EXERCISE DIRECTIONS: Reproduce every one of the following records verbatim, line by line, with no changes of any kind.

DATA SUPPLIED:
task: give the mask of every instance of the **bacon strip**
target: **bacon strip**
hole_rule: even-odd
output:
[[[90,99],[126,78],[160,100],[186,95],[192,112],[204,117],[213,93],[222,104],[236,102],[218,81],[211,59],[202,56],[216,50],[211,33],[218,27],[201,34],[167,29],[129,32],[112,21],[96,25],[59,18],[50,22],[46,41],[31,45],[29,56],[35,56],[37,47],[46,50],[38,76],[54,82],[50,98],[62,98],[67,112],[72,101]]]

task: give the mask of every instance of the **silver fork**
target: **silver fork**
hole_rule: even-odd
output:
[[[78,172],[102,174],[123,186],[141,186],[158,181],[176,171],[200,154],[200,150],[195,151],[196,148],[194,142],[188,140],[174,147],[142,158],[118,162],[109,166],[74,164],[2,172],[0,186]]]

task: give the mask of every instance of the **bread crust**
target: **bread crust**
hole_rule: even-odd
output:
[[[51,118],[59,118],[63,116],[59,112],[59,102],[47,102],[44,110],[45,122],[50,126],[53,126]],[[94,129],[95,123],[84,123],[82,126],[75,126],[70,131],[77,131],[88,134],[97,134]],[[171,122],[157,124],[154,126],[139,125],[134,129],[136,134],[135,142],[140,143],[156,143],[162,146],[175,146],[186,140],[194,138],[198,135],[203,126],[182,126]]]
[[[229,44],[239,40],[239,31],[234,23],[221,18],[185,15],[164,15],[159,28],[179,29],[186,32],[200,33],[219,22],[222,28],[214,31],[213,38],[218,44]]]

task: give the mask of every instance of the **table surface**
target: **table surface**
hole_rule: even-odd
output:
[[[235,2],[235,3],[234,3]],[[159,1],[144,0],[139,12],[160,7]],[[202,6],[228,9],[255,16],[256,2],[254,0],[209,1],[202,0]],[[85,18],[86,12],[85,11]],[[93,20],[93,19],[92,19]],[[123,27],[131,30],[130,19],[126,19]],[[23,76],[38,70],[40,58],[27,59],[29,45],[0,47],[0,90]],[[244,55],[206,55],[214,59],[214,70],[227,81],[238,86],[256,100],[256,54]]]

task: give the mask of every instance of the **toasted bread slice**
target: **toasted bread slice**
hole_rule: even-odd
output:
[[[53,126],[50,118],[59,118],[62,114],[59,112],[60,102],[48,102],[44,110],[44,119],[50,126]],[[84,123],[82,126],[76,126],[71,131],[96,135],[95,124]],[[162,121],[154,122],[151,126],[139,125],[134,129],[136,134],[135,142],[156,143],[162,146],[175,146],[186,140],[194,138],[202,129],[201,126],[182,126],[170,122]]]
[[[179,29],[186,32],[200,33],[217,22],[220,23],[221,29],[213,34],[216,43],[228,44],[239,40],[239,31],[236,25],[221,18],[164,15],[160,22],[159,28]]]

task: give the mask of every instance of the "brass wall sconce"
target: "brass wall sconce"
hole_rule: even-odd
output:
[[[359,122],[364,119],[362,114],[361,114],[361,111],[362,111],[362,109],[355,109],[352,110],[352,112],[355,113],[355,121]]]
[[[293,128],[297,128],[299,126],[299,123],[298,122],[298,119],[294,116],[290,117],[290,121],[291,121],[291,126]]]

OUTPUT OF THE TASK:
task: give the mask of every instance of the **bacon strip**
target: **bacon strip**
hole_rule: even-odd
output:
[[[90,99],[126,78],[160,100],[186,95],[192,112],[204,117],[213,93],[222,104],[236,102],[218,81],[211,59],[202,56],[216,50],[211,33],[218,27],[201,34],[167,29],[129,32],[112,21],[96,25],[59,18],[50,22],[46,41],[31,45],[29,56],[35,56],[37,47],[46,50],[38,76],[54,82],[50,98],[62,98],[67,112],[72,101]]]

task: give the mask of every instance of the **silver fork**
target: **silver fork**
hole_rule: even-odd
output:
[[[78,172],[102,174],[123,186],[141,186],[158,181],[176,171],[200,154],[200,150],[195,151],[196,148],[194,142],[188,140],[174,147],[142,158],[118,162],[109,166],[74,164],[2,172],[0,186]]]

task: give the mask of every instance of the **bread crust**
target: **bread crust**
hole_rule: even-odd
output:
[[[51,118],[59,118],[63,116],[59,112],[59,102],[47,102],[44,110],[45,122],[50,126],[53,126]],[[94,129],[95,123],[84,123],[82,126],[75,126],[70,131],[77,131],[88,134],[97,134]],[[171,122],[157,124],[154,126],[139,125],[134,129],[136,134],[135,142],[140,143],[156,143],[162,146],[175,146],[186,140],[194,138],[198,135],[203,126],[182,126]]]
[[[229,44],[239,40],[239,31],[234,23],[221,18],[185,15],[164,15],[159,28],[179,29],[186,32],[200,33],[219,22],[222,28],[214,31],[213,38],[218,44]]]

task: give the mask of every instance of the **table surface**
target: **table surface**
hole_rule: even-odd
output:
[[[235,2],[235,3],[234,3]],[[159,1],[144,0],[139,12],[160,7]],[[202,6],[228,9],[255,16],[256,2],[254,0],[209,1],[202,0]],[[85,18],[86,12],[85,11]],[[93,20],[93,19],[92,19]],[[123,27],[131,30],[130,19],[126,19]],[[23,76],[38,70],[40,58],[27,59],[29,45],[0,47],[0,90]],[[244,55],[206,55],[214,59],[214,70],[227,81],[238,86],[256,100],[256,54]]]

task: give the mask of every instance of the **toasted bread slice**
target: **toasted bread slice**
hole_rule: even-odd
output:
[[[53,126],[50,118],[59,118],[62,114],[59,112],[60,102],[48,102],[44,110],[44,119],[50,126]],[[84,123],[82,126],[76,126],[71,131],[96,135],[95,124]],[[162,121],[154,122],[151,126],[139,125],[134,129],[136,134],[135,142],[156,143],[162,146],[175,146],[186,140],[194,138],[202,129],[201,126],[182,126],[170,122]]]
[[[179,29],[186,32],[200,33],[217,22],[220,23],[221,29],[213,34],[216,43],[228,44],[239,40],[239,31],[236,25],[221,18],[164,15],[160,22],[159,28]]]

task: give the mask of every instance of the "brass wall sconce"
target: "brass wall sconce"
hole_rule: even-odd
output:
[[[359,122],[364,119],[362,114],[361,114],[361,111],[362,111],[362,109],[355,109],[352,110],[352,112],[355,113],[355,121]]]
[[[293,128],[297,128],[299,126],[299,123],[298,122],[298,119],[294,116],[290,117],[290,121],[291,121],[291,126]]]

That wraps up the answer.